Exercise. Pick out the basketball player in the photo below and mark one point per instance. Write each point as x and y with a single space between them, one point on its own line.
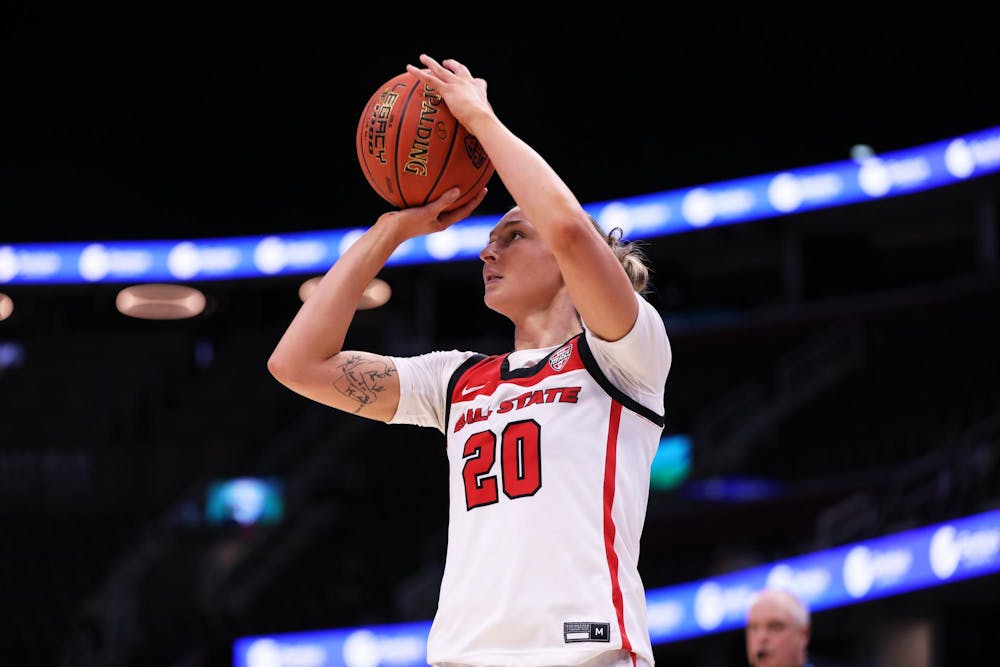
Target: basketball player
777 630
549 446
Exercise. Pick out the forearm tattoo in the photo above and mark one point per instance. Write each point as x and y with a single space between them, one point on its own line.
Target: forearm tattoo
362 380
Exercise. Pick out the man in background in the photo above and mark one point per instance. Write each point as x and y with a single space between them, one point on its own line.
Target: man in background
777 630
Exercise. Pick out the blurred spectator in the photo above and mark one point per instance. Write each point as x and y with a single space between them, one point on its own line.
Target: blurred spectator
777 630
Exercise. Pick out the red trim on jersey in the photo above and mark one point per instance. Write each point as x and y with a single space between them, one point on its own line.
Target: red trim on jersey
609 522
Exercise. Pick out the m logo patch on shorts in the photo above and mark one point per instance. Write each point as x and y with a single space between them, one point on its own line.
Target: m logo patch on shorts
585 631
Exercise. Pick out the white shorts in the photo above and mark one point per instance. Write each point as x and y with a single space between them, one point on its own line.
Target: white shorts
607 659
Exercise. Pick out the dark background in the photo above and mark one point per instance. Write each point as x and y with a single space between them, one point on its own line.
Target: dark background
175 122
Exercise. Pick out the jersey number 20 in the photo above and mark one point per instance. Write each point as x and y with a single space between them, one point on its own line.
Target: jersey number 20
520 463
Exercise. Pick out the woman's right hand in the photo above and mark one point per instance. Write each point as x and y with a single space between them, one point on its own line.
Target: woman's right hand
432 217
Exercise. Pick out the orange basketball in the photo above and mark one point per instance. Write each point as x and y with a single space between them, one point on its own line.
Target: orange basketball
412 149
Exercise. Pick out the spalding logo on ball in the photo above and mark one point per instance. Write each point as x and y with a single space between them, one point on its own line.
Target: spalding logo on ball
412 149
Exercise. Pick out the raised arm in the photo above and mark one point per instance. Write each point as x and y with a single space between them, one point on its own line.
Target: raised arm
309 358
597 283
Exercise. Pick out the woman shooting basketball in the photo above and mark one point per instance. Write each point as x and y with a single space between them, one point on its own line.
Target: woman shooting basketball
550 445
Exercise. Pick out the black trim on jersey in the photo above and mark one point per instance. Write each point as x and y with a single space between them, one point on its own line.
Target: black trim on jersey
453 380
590 363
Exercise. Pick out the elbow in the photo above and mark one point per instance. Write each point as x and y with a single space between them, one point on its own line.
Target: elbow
279 368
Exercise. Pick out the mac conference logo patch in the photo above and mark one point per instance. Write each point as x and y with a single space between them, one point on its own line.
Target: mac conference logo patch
560 357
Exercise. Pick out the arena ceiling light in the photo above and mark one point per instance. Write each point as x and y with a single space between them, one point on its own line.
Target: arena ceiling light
376 294
160 301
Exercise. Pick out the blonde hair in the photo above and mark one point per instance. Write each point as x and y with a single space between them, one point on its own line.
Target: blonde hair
631 256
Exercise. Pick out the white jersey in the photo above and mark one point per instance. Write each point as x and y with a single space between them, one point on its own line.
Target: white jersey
548 485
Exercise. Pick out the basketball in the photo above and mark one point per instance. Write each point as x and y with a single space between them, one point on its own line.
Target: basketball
412 149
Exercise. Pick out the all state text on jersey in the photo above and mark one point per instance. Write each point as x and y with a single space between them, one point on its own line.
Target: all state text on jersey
553 395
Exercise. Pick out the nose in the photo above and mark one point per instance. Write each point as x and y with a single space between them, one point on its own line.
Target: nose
489 254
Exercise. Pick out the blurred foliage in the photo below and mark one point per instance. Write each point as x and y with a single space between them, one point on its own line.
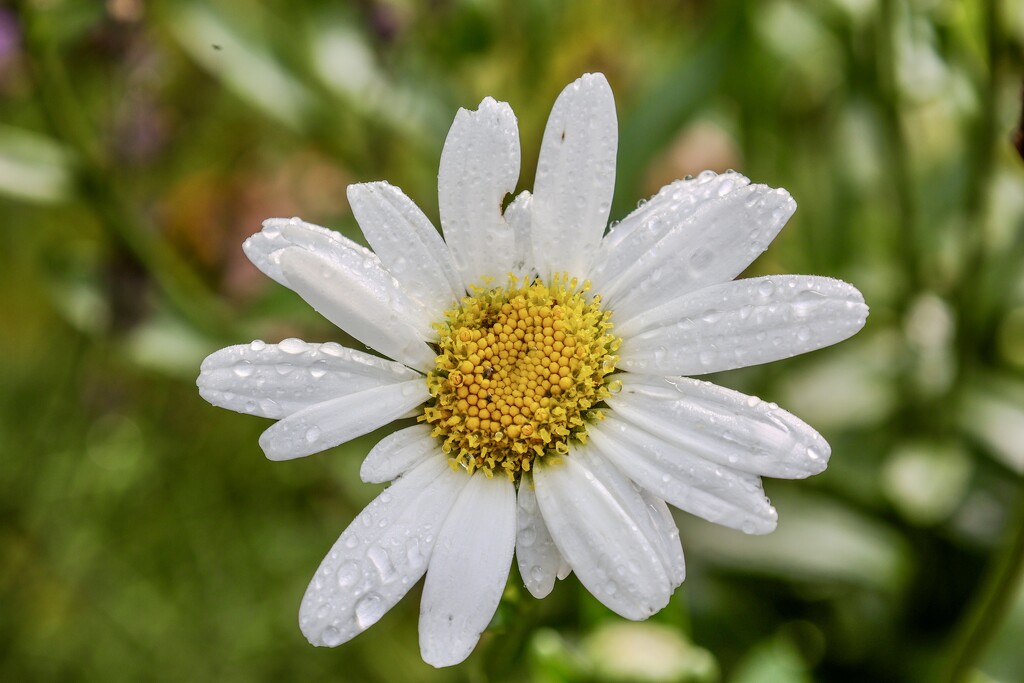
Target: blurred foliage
144 537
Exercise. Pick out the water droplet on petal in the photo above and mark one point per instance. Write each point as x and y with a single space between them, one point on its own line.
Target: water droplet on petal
382 562
369 610
293 346
317 370
331 637
348 573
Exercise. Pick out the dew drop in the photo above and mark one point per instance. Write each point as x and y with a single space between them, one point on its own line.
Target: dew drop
414 554
331 637
382 562
293 346
348 573
712 315
369 610
317 370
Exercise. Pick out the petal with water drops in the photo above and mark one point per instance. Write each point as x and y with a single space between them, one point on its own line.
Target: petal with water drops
721 425
326 425
276 380
576 177
687 481
740 324
599 539
536 552
380 556
479 166
468 569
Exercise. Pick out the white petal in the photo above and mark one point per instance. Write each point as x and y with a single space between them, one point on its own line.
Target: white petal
380 556
536 552
408 245
576 177
740 324
640 230
468 569
518 215
723 426
276 380
396 454
660 517
363 302
326 425
631 498
687 481
714 245
479 166
600 541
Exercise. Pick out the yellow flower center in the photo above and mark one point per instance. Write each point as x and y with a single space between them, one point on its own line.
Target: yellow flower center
520 371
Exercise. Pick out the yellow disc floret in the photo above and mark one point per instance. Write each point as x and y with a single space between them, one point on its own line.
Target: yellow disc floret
520 371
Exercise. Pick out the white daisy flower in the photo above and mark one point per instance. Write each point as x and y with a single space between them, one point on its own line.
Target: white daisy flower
544 360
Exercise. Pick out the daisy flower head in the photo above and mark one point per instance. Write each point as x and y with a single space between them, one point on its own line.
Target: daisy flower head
547 364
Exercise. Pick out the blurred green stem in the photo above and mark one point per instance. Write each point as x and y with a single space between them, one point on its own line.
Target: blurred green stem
183 289
994 599
892 125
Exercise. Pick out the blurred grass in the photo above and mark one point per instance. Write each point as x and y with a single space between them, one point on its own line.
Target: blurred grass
144 537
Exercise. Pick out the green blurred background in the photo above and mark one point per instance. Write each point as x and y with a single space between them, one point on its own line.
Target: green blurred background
144 537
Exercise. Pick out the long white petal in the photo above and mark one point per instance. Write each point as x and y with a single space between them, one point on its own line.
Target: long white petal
380 556
326 425
518 215
714 245
633 502
363 302
721 425
689 482
396 454
600 541
576 177
408 245
660 517
479 166
276 380
536 552
740 324
640 230
468 569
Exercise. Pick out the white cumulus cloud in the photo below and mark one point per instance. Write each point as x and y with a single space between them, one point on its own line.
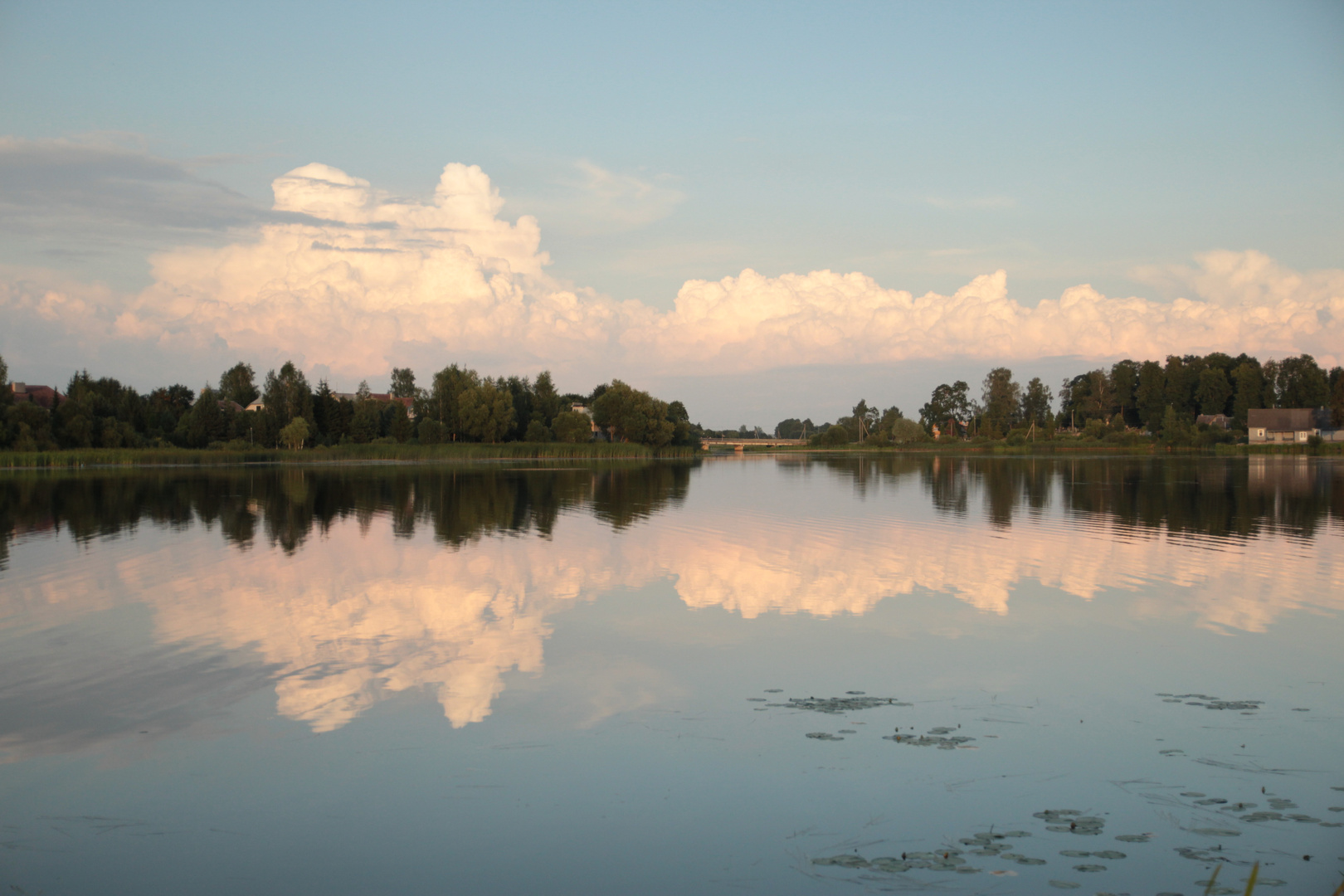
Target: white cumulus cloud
347 278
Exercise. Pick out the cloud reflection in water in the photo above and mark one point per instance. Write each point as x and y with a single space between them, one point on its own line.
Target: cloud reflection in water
446 581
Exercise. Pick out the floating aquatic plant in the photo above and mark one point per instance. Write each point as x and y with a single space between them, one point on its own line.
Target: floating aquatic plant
839 704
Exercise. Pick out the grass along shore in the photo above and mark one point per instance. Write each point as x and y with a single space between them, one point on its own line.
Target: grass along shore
460 451
1064 446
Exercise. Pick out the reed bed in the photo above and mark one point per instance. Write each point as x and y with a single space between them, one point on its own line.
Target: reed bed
338 455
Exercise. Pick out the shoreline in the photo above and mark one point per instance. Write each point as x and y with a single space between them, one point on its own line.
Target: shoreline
338 455
366 455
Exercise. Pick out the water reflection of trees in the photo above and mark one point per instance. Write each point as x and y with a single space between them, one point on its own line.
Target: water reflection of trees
1185 494
285 505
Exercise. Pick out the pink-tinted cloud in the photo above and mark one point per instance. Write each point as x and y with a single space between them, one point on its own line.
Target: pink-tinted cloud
353 280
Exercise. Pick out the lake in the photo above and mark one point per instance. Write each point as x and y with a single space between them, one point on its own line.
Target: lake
776 674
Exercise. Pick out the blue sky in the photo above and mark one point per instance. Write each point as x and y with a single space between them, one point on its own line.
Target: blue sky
919 144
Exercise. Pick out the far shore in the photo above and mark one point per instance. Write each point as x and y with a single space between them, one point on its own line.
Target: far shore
410 453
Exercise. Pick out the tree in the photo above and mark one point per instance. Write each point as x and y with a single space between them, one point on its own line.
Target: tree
546 401
1176 429
368 423
238 384
399 426
1124 381
1213 391
286 394
403 382
1337 397
1250 391
864 418
834 436
947 402
1003 398
295 434
1151 395
205 422
632 416
487 410
572 426
429 431
1036 402
1300 382
903 431
446 397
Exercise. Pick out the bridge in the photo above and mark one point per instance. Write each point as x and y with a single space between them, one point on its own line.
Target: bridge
737 445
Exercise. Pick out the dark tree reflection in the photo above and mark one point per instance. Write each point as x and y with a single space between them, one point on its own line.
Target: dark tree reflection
286 505
1181 494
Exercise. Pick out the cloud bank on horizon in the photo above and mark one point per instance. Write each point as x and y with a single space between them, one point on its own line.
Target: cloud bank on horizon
350 280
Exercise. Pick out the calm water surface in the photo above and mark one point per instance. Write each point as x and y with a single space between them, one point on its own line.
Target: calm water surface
519 680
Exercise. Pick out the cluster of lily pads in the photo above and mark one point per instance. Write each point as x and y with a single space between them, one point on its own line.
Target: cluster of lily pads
999 845
835 705
1246 707
934 738
1070 821
945 860
1274 813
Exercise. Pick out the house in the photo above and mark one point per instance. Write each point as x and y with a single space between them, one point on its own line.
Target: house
39 395
409 403
1291 425
598 433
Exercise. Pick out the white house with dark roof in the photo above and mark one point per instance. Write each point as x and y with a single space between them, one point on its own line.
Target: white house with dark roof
1289 425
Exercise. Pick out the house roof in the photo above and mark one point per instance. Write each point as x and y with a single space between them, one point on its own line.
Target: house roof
1288 419
39 395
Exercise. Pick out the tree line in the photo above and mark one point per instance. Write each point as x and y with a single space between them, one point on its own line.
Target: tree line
459 406
1124 402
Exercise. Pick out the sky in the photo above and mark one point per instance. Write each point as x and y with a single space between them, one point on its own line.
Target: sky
763 210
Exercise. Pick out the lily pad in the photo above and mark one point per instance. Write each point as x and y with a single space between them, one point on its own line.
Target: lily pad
836 704
843 861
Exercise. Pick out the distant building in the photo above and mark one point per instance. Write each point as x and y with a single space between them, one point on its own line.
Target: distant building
378 397
1291 425
598 433
39 395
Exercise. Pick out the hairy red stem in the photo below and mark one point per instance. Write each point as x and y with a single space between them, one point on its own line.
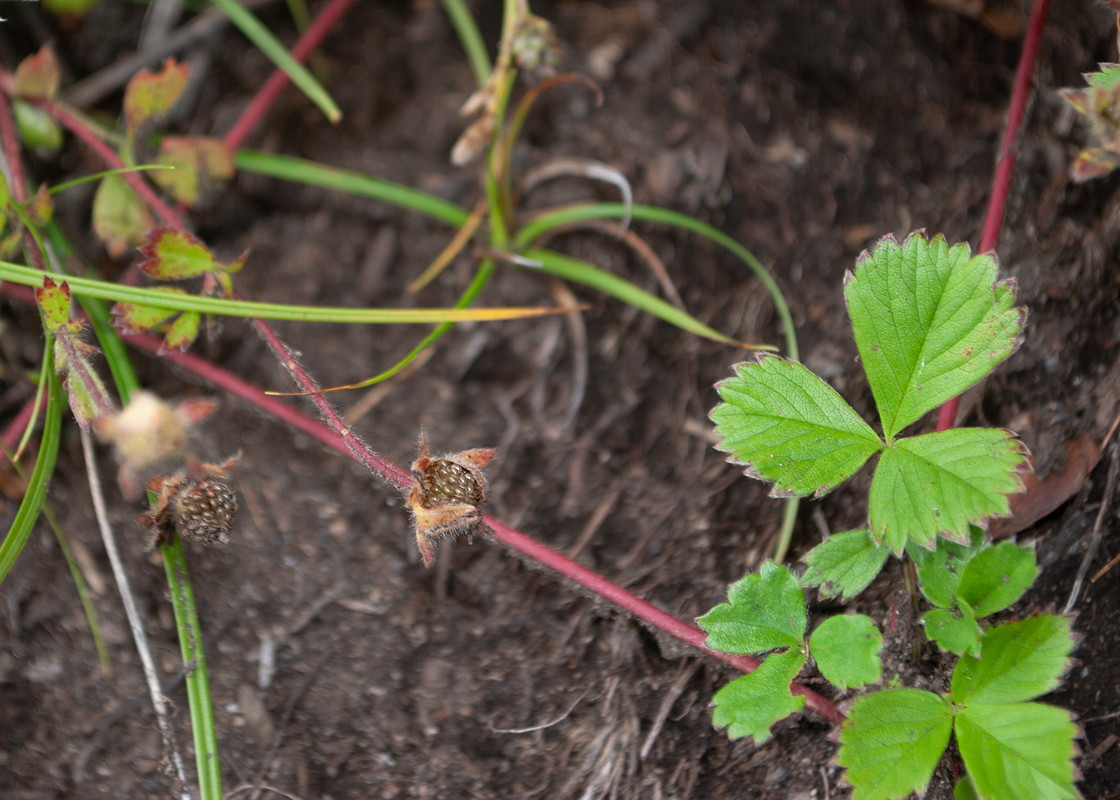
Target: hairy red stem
268 93
393 474
1005 165
9 139
338 436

- [Task brief] Return the lines exactly as they stand, from the start of the entries through the line holding "Exercise. Pick out the forearm"; omit the pictures.

- [Written answer]
Exercise. Pick out the basketball player in the photo below and mark one point per instance. Write each point as x and y with a single space between them, one point on its own line.
Target: basketball player
777 630
549 446
Exercise. Pick out the forearm tattoo in the photo above and mark one point per instance. Write each point as x and y with a single space between them, one point on its own line.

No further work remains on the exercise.